Start of Data lines

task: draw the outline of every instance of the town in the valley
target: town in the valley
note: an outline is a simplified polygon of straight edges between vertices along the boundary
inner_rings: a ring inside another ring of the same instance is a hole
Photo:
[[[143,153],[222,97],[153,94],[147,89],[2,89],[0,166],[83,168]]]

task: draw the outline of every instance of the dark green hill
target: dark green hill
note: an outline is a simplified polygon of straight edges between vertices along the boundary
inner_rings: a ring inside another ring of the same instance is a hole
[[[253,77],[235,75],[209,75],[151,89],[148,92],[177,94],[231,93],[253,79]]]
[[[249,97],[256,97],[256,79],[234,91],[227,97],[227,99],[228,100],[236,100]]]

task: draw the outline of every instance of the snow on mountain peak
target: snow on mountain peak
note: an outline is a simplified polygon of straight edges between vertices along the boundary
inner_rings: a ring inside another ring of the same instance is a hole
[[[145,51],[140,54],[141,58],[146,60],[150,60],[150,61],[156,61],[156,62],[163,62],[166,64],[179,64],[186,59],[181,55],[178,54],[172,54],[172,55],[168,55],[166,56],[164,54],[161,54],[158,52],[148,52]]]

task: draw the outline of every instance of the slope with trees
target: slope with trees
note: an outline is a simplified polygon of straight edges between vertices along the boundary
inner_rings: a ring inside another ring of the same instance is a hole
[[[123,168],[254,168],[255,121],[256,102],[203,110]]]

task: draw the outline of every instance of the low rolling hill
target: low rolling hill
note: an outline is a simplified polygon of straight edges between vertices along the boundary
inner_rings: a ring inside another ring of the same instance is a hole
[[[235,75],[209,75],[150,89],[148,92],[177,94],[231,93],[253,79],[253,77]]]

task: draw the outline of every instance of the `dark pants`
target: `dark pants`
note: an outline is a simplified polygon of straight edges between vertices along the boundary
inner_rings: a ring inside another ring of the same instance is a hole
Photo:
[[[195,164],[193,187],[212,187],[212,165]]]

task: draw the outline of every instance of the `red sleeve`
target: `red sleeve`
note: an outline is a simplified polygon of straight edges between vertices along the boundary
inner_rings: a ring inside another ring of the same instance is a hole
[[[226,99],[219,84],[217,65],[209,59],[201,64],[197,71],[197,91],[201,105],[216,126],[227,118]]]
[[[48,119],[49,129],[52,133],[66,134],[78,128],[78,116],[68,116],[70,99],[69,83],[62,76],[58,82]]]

End of Data lines

Exercise goal: Render every line of the records above as a Markdown table with the columns "Row" and "Line," numbering the rows in order and skipping blank lines.

Answer for the task:
| Row | Line |
|---|---|
| 1 | task: draw the outline of every instance of the town in the valley |
| 2 | target: town in the valley |
| 3 | note: an outline is a simplified polygon of straight edges between vertices along the boundary |
| 4 | inner_rings: a ring inside another ring of the same instance is a hole |
| 5 | Photo: |
| 6 | [[[143,153],[222,97],[153,94],[147,89],[2,89],[0,166],[83,168]]] |
| 7 | task: draw the outline of every instance of the dark green hill |
| 8 | target: dark green hill |
| 9 | note: an outline is a simplified polygon of straight edges between vertices along the boundary |
| 10 | inner_rings: a ring inside another ring of the same instance is a hole |
| 11 | [[[253,77],[235,75],[209,75],[151,89],[148,92],[177,94],[231,93],[253,79]]] |
| 12 | [[[249,97],[256,97],[256,79],[234,91],[227,97],[227,99],[228,100],[236,100]]] |
| 13 | task: draw the outline of every instance of the snow on mountain peak |
| 14 | target: snow on mountain peak |
| 15 | note: an outline is a simplified polygon of straight edges between vertices along the boundary |
| 16 | inner_rings: a ring inside another ring of the same instance is a hole |
| 17 | [[[145,51],[140,54],[141,58],[146,60],[150,60],[150,61],[156,61],[156,62],[163,62],[166,64],[179,64],[186,59],[181,55],[178,54],[172,54],[172,55],[168,55],[166,56],[164,54],[161,54],[158,52],[148,52]]] |
| 18 | task: draw the outline of every instance of the slope with trees |
| 19 | target: slope with trees |
| 20 | note: an outline is a simplified polygon of straight edges between vertices along the boundary |
| 21 | inner_rings: a ring inside another ring of the same instance is a hole |
| 22 | [[[123,168],[254,168],[255,121],[256,102],[203,110]]] |
| 23 | task: draw the outline of every instance of the low rolling hill |
| 24 | target: low rolling hill |
| 25 | note: an outline is a simplified polygon of straight edges between vertices along the boundary |
| 26 | inner_rings: a ring inside another ring of the same instance is a hole |
| 27 | [[[235,75],[209,75],[150,89],[148,92],[177,94],[231,93],[253,79],[253,77]]] |
| 28 | task: draw the outline of every instance of the `dark pants` |
| 29 | target: `dark pants` |
| 30 | note: an outline is a simplified polygon of straight edges between vertices along the boundary |
| 31 | inner_rings: a ring inside another ring of the same instance is a hole |
| 32 | Photo: |
| 33 | [[[195,164],[193,187],[212,187],[212,165]]] |
| 34 | task: draw the outline of every instance of the `red sleeve` |
| 35 | target: `red sleeve` |
| 36 | note: an outline is a simplified polygon of straight edges between vertices along the boundary |
| 37 | inner_rings: a ring inside another ring of the same instance is a hole |
| 38 | [[[226,99],[219,84],[217,65],[209,59],[201,64],[197,71],[197,91],[201,105],[216,126],[227,118]]] |
| 39 | [[[48,119],[49,129],[52,133],[66,134],[78,128],[78,116],[68,116],[70,99],[69,83],[62,76],[58,82]]] |